Work instructions
Echo each line of the listing below without changing anything.

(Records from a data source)
>>>

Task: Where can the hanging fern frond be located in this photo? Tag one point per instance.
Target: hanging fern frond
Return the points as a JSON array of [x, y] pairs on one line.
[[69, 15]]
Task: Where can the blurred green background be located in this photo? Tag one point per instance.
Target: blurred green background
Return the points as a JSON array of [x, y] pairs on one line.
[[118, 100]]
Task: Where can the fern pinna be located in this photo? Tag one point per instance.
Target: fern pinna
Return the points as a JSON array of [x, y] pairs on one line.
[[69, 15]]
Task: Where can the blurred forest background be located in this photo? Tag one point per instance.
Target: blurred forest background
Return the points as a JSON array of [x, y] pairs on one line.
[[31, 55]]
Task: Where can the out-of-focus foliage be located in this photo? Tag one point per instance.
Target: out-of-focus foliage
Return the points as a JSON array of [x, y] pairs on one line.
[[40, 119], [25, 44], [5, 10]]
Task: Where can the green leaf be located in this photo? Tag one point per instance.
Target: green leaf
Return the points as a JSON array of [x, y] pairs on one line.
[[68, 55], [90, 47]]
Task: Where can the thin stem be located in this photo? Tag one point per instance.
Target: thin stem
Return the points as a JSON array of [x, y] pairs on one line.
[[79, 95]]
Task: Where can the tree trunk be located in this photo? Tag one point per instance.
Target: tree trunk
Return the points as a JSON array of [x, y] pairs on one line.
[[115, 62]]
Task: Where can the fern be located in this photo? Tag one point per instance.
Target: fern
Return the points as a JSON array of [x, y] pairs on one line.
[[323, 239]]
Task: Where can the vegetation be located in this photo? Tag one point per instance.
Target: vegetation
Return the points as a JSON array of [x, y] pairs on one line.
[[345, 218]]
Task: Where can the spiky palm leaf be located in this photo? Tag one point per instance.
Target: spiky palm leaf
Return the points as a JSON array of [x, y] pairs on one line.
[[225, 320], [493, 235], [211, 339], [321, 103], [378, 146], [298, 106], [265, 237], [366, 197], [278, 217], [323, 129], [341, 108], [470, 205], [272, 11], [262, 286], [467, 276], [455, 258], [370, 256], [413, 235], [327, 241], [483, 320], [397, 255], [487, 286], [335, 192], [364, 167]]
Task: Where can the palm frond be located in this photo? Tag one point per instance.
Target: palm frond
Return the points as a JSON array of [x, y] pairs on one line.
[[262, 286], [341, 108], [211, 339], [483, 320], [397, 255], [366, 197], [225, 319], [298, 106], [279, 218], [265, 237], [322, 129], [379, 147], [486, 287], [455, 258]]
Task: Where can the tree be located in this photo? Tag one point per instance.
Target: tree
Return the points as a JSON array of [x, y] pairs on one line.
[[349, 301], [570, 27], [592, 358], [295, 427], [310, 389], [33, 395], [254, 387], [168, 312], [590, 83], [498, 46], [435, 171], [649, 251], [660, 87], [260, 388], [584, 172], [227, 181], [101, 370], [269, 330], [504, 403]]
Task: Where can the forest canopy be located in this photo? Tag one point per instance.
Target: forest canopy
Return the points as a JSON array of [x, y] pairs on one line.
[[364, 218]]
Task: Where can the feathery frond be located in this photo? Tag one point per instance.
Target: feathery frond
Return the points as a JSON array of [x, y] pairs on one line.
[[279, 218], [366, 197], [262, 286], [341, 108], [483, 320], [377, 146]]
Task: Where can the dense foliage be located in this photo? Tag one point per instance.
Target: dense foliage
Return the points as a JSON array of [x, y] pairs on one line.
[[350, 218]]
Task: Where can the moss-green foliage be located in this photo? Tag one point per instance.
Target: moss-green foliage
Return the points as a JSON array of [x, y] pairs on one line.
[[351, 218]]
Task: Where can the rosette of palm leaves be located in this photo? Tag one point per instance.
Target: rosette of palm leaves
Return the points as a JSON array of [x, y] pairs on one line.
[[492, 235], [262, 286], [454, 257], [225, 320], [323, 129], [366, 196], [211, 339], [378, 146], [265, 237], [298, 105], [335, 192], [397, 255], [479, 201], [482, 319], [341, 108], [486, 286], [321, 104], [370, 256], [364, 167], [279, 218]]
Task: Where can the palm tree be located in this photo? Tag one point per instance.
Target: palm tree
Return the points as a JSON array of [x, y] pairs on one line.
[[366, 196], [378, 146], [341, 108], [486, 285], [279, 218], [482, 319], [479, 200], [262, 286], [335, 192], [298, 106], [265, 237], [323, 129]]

<<<

Finished task
Task: Where can the hanging fern frond be located in this photo? Tag one point per instance.
Target: hanging fern frond
Return the points as a JSON array of [x, y] pairs on one line.
[[69, 15]]
Task: Where can the blurred green background be located in this photo? Tag one point per instance.
Target: blurred green background
Return the points as a JSON array of [x, y] pairs on one line.
[[118, 100]]
Task: Where can the fern pinna be located in this photo? Tag one point per instance.
Target: fern pinna
Return the points as a JSON array of [x, y] pairs on one line.
[[69, 15]]
Task: Where can the blurred forest background be located in this photo? Tag one point per instance.
Target: blurred forest background
Return the points as a JSON array of [x, y] pairs on one line.
[[31, 55]]
Task: Where can the out-of-focus foliage be located in this photo? Tag one point per instance.
Target: out-of-focus foliage
Return the points as a JSON array of [x, y] pairs on one line.
[[40, 119], [25, 44], [5, 10]]
Task: Where can the green leaf be located in this photo? Tag one point per instance.
Target: green leaf
Return the points as a JSON array of [x, y] pairs on one line.
[[68, 55], [90, 47]]
Task: Where can the thin stem be located in this photo? Tag one point per instance.
Target: thin stem
Return the points as a JSON array of [x, y] pairs on one line.
[[79, 95]]
Task: Where can the tree trunk be located in this photo? Tag one point per instance.
Target: tree trunk
Return the points as a JSON array of [x, y] pairs on one line.
[[115, 62]]
Task: Where can the fern be located in this photo? Tag one point per instance.
Target: fern
Return the points as a JSON array of [x, y] pairs on one line.
[[323, 239]]
Task: Where can the vegetation be located in this photo? Tag one point per instance.
Target: vegetation
Return the points as a JSON array of [x, y] pairs on one line.
[[345, 218]]
Task: Where can the spiky palm leaf be located in this photo? Tag one point per instance.
Target: spiky palm leaf
Return the points as a JSON array of [x, y] pairs on one line.
[[225, 320], [493, 235], [211, 339], [321, 103], [378, 146], [298, 106], [265, 237], [366, 197], [278, 217], [323, 129], [341, 108], [470, 205], [272, 11], [262, 286], [467, 276], [455, 258], [370, 256], [413, 235], [327, 241], [483, 320], [397, 255], [487, 286], [335, 192], [364, 167]]
Task: Where can the palm frond be located in this photo? Tag one point per instance.
Target: palm frond
Return the points as a JSON array of [x, y] pairs on one line.
[[262, 286], [341, 108], [211, 339], [483, 320], [397, 255], [366, 197], [225, 319], [298, 106], [279, 218], [265, 237], [322, 129], [379, 147], [486, 287], [455, 258]]
Task: Where can the tree be located in this photo? Tag one point per instance.
Target: tree
Return the points as a JSON array of [x, y] pairs on one line.
[[349, 301], [570, 27], [592, 358], [295, 427], [310, 389], [33, 395], [254, 387], [168, 312], [590, 83], [498, 46], [435, 171], [649, 251], [660, 87], [260, 388], [584, 172], [227, 181], [101, 370], [269, 330], [504, 403]]
Task: Where can the forest canopy be located in this photo? Tag one point per instance.
Target: forest canopy
Return the points as a JSON array of [x, y] pairs on one line.
[[364, 218]]
Task: Where can the feathery frond be located in this photo? Tag one point per instance.
Target: feathery frond
Return the points as a JSON array of [x, y] pairs on one line.
[[279, 218], [366, 197], [262, 286], [341, 108], [483, 320], [377, 146]]
Task: Where can the dense foliage be located in this photo? Tag one point per instance.
Target: dense foliage
Return the points as a JSON array of [x, y] pairs on one line.
[[350, 218]]
Task: Where can the moss-green foliage be located in this photo? Tag one point per instance.
Target: moss-green foliage
Return the points as a JSON array of [x, y] pairs on one line.
[[351, 218]]
Task: Where can the rosette of palm leaves be located in this photo? Tag one point per instance.
Target: rosette of palm leaves
Return the points as a JSON array of [x, y] pairs on one line.
[[492, 235], [262, 286], [454, 257], [225, 320], [323, 129], [366, 196], [211, 339], [378, 146], [265, 237], [298, 105], [335, 192], [397, 255], [479, 201], [482, 319], [341, 108], [486, 286], [321, 104], [370, 256], [364, 167], [279, 218]]
Task: Where can the palm tree be located in this photo? Tag one point per instance.
Target: palm tree
Return the points as a JSON array of [x, y] pairs on one line.
[[366, 196], [378, 146], [341, 108], [486, 285], [279, 218], [482, 319], [479, 200], [262, 286], [335, 192], [298, 106], [265, 237], [323, 129]]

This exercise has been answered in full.